Collaboration is a core skill in any successful business. The means, however, through which businesses collaborate internally as well as externally with customers and partners have changed dramatically over the past 20 years and  will continue do so at a torrid pace. 

Historically businesses were relatively insular. Interactions were conducted face-to-face, through mountains of paper based mail, and via the telephone, but only when in a landed setting. This began to change in the 1970s and 80s with the steady advancement of computing capabilities and the beginning of the break-up to telco monopolies and the subsequent decline in communication costs. Business computing systems began to communicate directly via protocols like EDI (electronic data interchange) but only in very structured ways to support transactional activities.

§ §

- Task statement
From the passage on business collaboration, list every means by which it says business interactions were historically conducted.

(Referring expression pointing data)

§ §

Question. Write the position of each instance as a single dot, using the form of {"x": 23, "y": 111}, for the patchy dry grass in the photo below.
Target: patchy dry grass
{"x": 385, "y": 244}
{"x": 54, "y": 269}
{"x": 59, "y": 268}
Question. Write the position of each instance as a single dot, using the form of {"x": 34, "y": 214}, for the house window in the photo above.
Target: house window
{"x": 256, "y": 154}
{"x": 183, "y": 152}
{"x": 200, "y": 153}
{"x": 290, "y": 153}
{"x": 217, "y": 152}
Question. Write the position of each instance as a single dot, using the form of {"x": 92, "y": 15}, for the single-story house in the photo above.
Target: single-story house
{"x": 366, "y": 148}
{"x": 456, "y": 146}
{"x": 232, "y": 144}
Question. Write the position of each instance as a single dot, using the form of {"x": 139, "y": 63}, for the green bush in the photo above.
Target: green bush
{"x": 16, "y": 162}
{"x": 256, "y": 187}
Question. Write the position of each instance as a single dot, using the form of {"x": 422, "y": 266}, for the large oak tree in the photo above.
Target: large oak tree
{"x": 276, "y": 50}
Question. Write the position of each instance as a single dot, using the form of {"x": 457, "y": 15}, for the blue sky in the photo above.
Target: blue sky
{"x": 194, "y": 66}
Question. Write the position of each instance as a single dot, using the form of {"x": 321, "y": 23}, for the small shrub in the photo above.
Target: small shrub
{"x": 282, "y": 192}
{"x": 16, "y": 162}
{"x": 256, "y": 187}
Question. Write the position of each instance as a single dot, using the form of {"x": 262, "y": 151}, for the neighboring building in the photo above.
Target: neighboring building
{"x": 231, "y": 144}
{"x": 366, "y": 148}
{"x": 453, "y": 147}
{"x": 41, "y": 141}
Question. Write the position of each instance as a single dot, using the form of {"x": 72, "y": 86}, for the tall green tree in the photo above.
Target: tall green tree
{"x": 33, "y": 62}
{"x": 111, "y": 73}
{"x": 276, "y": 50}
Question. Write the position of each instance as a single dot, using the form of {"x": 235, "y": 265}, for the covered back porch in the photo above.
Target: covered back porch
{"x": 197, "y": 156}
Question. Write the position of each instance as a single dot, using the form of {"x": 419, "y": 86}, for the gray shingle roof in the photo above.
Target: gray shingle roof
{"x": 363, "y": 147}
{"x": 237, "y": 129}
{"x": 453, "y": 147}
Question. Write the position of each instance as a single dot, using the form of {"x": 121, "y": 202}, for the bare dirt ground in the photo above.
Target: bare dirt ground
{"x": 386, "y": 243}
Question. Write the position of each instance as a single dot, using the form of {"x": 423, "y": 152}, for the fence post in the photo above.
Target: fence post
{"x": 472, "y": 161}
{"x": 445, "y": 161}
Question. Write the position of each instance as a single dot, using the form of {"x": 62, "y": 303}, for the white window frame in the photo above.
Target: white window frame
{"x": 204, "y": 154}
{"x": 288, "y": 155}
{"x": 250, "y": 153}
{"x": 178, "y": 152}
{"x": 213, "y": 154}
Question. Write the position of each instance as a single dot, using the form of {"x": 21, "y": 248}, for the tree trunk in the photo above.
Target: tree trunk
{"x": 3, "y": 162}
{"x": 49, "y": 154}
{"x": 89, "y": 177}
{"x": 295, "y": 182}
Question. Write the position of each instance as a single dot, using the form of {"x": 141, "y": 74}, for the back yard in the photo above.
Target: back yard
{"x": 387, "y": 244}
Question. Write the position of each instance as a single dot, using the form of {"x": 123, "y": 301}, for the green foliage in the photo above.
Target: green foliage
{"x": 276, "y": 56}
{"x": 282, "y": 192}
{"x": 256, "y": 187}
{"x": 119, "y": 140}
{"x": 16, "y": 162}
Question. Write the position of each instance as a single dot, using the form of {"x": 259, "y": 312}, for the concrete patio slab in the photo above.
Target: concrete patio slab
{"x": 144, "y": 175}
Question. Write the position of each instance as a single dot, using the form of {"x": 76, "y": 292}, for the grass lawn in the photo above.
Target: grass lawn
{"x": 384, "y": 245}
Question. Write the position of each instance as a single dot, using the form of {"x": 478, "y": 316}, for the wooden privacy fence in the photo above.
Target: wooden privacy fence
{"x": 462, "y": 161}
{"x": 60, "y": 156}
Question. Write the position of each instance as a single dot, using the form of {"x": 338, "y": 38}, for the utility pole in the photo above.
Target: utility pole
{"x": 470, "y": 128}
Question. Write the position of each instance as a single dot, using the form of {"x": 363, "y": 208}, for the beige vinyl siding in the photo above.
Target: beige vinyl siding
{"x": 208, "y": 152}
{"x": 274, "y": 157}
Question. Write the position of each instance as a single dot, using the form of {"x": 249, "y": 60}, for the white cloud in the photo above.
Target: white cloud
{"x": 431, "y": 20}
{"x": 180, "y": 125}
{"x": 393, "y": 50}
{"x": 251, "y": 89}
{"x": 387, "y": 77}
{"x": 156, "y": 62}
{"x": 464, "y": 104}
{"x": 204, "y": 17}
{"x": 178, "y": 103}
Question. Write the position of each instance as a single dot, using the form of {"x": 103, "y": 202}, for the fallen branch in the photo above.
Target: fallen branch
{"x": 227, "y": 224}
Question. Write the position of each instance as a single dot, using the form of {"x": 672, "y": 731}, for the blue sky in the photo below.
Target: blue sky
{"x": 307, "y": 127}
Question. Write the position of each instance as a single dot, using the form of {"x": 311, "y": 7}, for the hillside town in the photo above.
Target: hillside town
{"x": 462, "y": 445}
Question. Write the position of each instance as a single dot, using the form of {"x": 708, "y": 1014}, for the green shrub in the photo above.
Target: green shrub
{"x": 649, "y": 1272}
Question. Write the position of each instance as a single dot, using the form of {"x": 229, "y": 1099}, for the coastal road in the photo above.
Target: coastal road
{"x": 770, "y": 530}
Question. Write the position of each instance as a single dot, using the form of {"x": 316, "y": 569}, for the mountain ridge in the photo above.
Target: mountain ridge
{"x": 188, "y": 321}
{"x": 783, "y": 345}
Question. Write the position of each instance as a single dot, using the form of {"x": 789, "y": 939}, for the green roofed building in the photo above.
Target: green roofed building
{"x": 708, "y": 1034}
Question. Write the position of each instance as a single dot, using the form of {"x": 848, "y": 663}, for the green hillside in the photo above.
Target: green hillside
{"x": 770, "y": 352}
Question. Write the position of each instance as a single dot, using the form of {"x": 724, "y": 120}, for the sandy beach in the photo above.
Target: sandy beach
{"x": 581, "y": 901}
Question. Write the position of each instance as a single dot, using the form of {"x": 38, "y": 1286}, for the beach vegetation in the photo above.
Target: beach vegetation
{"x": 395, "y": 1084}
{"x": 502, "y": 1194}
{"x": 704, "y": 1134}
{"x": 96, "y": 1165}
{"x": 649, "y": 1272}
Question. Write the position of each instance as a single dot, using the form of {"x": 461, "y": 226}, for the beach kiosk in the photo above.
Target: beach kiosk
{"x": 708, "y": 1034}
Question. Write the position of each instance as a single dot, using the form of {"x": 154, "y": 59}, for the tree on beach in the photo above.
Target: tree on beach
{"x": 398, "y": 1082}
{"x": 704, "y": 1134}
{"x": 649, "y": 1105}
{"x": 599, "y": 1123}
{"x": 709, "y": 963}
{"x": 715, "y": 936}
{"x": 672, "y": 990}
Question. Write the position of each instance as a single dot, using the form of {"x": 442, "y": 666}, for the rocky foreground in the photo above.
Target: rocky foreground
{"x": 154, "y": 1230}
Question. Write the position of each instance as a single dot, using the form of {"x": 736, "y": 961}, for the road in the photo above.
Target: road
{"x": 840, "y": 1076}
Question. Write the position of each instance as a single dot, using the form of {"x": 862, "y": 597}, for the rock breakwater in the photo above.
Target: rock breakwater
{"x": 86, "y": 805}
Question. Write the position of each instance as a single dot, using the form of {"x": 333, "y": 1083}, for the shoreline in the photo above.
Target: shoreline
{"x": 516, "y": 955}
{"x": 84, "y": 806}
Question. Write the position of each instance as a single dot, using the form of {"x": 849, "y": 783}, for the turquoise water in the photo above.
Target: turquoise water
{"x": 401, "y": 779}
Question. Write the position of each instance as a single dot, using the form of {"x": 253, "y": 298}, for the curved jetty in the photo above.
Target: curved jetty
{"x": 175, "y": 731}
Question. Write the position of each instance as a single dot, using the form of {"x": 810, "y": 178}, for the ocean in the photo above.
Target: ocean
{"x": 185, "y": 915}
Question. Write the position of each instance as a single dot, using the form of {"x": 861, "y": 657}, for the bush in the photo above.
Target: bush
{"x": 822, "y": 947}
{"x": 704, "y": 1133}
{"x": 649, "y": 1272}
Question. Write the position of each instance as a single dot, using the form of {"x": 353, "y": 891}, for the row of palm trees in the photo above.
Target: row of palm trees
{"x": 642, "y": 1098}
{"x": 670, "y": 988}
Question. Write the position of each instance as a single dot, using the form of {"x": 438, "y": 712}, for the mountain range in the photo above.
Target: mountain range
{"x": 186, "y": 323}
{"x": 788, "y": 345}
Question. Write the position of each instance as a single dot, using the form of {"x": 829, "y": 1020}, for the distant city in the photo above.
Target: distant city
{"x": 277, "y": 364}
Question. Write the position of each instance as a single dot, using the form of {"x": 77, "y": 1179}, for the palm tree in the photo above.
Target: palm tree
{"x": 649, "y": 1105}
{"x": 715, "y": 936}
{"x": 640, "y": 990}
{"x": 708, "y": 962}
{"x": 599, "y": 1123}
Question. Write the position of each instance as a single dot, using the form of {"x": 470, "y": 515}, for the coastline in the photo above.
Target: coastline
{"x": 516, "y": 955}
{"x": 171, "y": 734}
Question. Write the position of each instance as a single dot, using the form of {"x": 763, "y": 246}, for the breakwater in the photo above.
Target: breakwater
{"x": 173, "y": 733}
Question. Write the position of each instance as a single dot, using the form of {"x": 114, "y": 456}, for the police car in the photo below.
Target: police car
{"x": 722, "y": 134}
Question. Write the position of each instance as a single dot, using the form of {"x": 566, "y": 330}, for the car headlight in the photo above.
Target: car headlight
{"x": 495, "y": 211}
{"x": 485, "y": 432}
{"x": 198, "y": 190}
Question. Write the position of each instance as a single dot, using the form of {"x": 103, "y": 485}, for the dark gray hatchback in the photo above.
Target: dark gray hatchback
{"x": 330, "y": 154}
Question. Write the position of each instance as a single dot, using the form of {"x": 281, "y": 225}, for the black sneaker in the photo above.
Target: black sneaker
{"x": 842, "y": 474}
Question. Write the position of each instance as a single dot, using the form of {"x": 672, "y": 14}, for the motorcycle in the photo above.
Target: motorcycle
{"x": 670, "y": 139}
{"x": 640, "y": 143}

§ §

- Answer space
- Face-to-face
- Paper based mail
- The telephone (only when in a landed setting)